Given request →
Could you render all of the data below as a Markdown table with two columns, Row for the row number and Line for the line itself, leaving out any blank lines?

**** Entries provided

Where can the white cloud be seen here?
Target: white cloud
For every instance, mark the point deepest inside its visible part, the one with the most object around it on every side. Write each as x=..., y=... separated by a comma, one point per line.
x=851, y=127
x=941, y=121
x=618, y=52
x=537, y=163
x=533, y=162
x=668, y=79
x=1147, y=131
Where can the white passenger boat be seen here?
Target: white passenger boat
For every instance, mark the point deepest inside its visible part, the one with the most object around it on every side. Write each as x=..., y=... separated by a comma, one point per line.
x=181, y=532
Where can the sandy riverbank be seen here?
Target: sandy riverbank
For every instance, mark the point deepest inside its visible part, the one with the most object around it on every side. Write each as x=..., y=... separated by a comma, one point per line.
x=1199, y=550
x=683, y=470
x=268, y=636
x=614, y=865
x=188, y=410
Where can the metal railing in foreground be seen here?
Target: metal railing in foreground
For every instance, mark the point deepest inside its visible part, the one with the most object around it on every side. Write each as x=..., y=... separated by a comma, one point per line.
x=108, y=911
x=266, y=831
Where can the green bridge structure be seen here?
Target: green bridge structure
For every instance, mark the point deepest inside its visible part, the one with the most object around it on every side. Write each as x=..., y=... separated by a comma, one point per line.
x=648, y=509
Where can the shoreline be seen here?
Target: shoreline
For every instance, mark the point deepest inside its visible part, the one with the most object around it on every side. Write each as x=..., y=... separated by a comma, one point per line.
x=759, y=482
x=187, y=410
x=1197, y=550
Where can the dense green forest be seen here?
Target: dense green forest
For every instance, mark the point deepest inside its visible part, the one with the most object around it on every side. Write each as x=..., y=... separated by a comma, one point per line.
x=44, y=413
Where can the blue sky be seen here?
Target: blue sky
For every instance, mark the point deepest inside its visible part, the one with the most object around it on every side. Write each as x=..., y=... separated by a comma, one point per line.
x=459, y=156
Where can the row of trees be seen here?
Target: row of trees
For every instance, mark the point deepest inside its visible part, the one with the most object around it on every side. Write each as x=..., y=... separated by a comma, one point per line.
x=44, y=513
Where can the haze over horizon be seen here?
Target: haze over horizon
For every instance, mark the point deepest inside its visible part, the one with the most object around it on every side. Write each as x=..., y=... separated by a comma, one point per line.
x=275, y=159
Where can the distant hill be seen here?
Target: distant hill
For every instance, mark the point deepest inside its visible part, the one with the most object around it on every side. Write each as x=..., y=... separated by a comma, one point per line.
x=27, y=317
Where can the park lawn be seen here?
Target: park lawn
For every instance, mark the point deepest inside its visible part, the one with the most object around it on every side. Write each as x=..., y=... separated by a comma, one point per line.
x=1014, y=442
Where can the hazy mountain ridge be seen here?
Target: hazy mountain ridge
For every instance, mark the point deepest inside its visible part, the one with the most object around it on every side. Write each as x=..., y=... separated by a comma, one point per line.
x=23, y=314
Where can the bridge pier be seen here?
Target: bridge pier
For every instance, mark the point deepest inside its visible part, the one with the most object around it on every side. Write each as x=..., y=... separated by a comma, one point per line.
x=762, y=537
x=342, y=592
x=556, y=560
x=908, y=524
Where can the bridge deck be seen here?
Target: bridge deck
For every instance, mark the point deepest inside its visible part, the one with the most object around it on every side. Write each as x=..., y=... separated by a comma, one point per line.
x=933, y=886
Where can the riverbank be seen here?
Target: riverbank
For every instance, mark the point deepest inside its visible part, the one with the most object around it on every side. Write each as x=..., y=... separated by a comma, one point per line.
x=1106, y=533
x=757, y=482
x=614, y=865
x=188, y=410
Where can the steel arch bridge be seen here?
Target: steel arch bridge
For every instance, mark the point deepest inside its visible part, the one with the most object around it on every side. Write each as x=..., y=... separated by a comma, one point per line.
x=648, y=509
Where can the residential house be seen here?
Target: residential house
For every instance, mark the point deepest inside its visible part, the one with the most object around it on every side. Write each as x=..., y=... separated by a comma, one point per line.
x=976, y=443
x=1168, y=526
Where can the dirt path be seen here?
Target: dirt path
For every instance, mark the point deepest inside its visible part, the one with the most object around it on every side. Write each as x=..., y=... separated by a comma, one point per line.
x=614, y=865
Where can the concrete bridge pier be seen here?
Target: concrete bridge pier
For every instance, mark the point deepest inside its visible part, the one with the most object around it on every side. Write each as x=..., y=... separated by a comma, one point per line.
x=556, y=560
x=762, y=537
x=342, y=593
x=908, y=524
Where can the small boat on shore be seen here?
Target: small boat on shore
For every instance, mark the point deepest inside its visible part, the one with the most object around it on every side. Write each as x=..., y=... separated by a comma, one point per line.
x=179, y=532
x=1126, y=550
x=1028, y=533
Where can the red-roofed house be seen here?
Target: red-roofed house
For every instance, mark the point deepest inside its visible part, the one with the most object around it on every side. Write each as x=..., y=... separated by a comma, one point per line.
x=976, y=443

********

Solution for this problem →
| Row | Line |
|---|---|
| 1 | Where can the white cloud be seen here? |
| 2 | Target: white cloud |
| 3 | For every instance, mark the point deepest inside its visible part, the one with the most object around it on every side. Write each as x=..., y=... separated by a comma, one point per line. |
| 4 | x=851, y=127 |
| 5 | x=941, y=121 |
| 6 | x=618, y=52 |
| 7 | x=537, y=163 |
| 8 | x=533, y=162 |
| 9 | x=668, y=79 |
| 10 | x=1147, y=131 |
| 11 | Where can the white passenger boat be seen here? |
| 12 | Target: white passenger boat |
| 13 | For every instance, mark the point deepest inside its visible part, the one with the most object around it on every side. Write each as x=..., y=... separated by a comma, one point per line. |
| 14 | x=181, y=532 |
| 15 | Where can the sandy riverbank be seen here? |
| 16 | Target: sandy riverbank |
| 17 | For every instance, mark the point deepest inside its visible part, the one with the most object around it on every side. Write each as x=..., y=... separated by a comma, one point per line. |
| 18 | x=1199, y=550 |
| 19 | x=683, y=470 |
| 20 | x=268, y=636 |
| 21 | x=614, y=865 |
| 22 | x=188, y=410 |
| 23 | Where can the metal railing in foreground be seen here? |
| 24 | Target: metal railing in foreground |
| 25 | For every instance, mark the point deepest inside its visible part, the one with the most object around it on every side. Write each as x=..., y=... separated by a comma, one point per line. |
| 26 | x=108, y=911 |
| 27 | x=266, y=831 |
| 28 | Where can the green bridge structure be seen here? |
| 29 | Target: green bridge structure |
| 30 | For every instance, mark the point deepest inside its visible part, the one with the most object around it on every side. Write each as x=..., y=... separated by a comma, one point per line. |
| 31 | x=648, y=509 |
| 32 | Where can the shoreline be seen here? |
| 33 | Target: shoreline |
| 34 | For every instance, mark the point deepest inside its visible part, the one with the most object around it on every side. Write each as x=..., y=... separated by a comma, one point per line. |
| 35 | x=759, y=482 |
| 36 | x=187, y=410 |
| 37 | x=1197, y=550 |
| 38 | Where can the dense green forest be seen here? |
| 39 | Target: dense green forest |
| 40 | For every instance, mark the point deepest inside its visible part, the one with the most object around it on every side. Write each as x=..., y=... separated by a comma, one point per line. |
| 41 | x=44, y=413 |
| 42 | Where can the blue sky be seen here? |
| 43 | Target: blue sky |
| 44 | For every instance, mark the point deepest inside its visible part, the one with the most object around it on every side. Write each as x=..., y=... separated by a comma, one point per line. |
| 45 | x=459, y=156 |
| 46 | Where can the row of trees be seen here? |
| 47 | Target: row of trees |
| 48 | For every instance, mark the point deepest inside its visible part, the one with the most object around it on every side. Write each as x=..., y=... separated by a comma, one point per line. |
| 49 | x=44, y=513 |
| 50 | Where can the haze over horizon be seen here? |
| 51 | Target: haze over horizon |
| 52 | For every instance, mark the point deepest inside its visible part, the one with the most object around it on every side. Write each as x=..., y=... separated by a comma, one point per line. |
| 53 | x=275, y=159 |
| 54 | Where can the distant hill be seen here? |
| 55 | Target: distant hill |
| 56 | For every instance, mark the point deepest inside its visible part, the one with the most object around it on every side. Write each as x=..., y=... separated by a comma, one point per line. |
| 57 | x=27, y=317 |
| 58 | Where can the park lawn be seen here? |
| 59 | Target: park lawn |
| 60 | For every instance, mark the point deepest inside its visible part, the one with the most object around it on every side. Write each as x=..., y=... separated by a comma, one point per line. |
| 61 | x=1014, y=442 |
| 62 | Where can the hazy mountain ridge be seen here? |
| 63 | Target: hazy mountain ridge |
| 64 | For every instance, mark the point deepest inside its visible part, the one with the most object around it on every side. Write each as x=..., y=... separated by a comma, one point per line. |
| 65 | x=23, y=314 |
| 66 | Where can the bridge pier be seen here? |
| 67 | Target: bridge pier |
| 68 | For every instance, mark the point deepest inside its visible part, the one with the most object around it on every side. Write each as x=..., y=... separated by a comma, one point per line. |
| 69 | x=762, y=537 |
| 70 | x=342, y=592 |
| 71 | x=556, y=560 |
| 72 | x=908, y=524 |
| 73 | Where can the bridge deck be seen here? |
| 74 | Target: bridge deck |
| 75 | For every instance, mark the point deepest inside its visible part, the one with the most object around it on every side. Write each as x=..., y=... separated by a comma, one point per line. |
| 76 | x=933, y=886 |
| 77 | Where can the riverbank be seen here? |
| 78 | Target: riverbank |
| 79 | For every instance, mark the point deepest inside its visible part, the one with the most object around it on every side. Write each as x=..., y=... separated by a comma, one point per line. |
| 80 | x=1106, y=533 |
| 81 | x=757, y=482 |
| 82 | x=614, y=865 |
| 83 | x=188, y=410 |
| 84 | Where can the steel arch bridge be seen here? |
| 85 | Target: steel arch bridge |
| 86 | For every instance, mark the point deepest inside its visible part, the one with the most object around it on every side. Write each as x=..., y=... separated by a comma, one point per line. |
| 87 | x=648, y=509 |
| 88 | Where can the residential house be seen here? |
| 89 | Target: residential house |
| 90 | For every instance, mark the point deepest inside its visible part, the one with the most object around it on every side. Write each as x=..., y=... separated by a comma, one point per line. |
| 91 | x=976, y=443 |
| 92 | x=1168, y=526 |
| 93 | Where can the dirt path be seen here? |
| 94 | Target: dirt path |
| 95 | For every instance, mark the point deepest inside its visible part, the one with the most object around it on every side. Write each as x=..., y=... separated by a comma, one point per line. |
| 96 | x=614, y=865 |
| 97 | Where can the concrete bridge pier be seen here? |
| 98 | Target: concrete bridge pier |
| 99 | For every instance, mark the point deepest inside its visible part, the one with the most object around it on every side. Write each as x=..., y=... separated by a comma, one point per line. |
| 100 | x=556, y=560 |
| 101 | x=762, y=537 |
| 102 | x=342, y=593 |
| 103 | x=908, y=524 |
| 104 | Where can the small boat on shore be seen here? |
| 105 | Target: small boat on shore |
| 106 | For every instance, mark the point deepest inside its visible part, the one with the most object around it on every side. Write each as x=..., y=... separated by a comma, one point per line. |
| 107 | x=179, y=532 |
| 108 | x=1126, y=550 |
| 109 | x=1028, y=533 |
| 110 | Where can the red-roofed house be seen here? |
| 111 | Target: red-roofed house |
| 112 | For every instance, mark the point deepest inside its visible part, the one with the most object around it on every side. Write each as x=..., y=... separated by a comma, one point per line. |
| 113 | x=976, y=443 |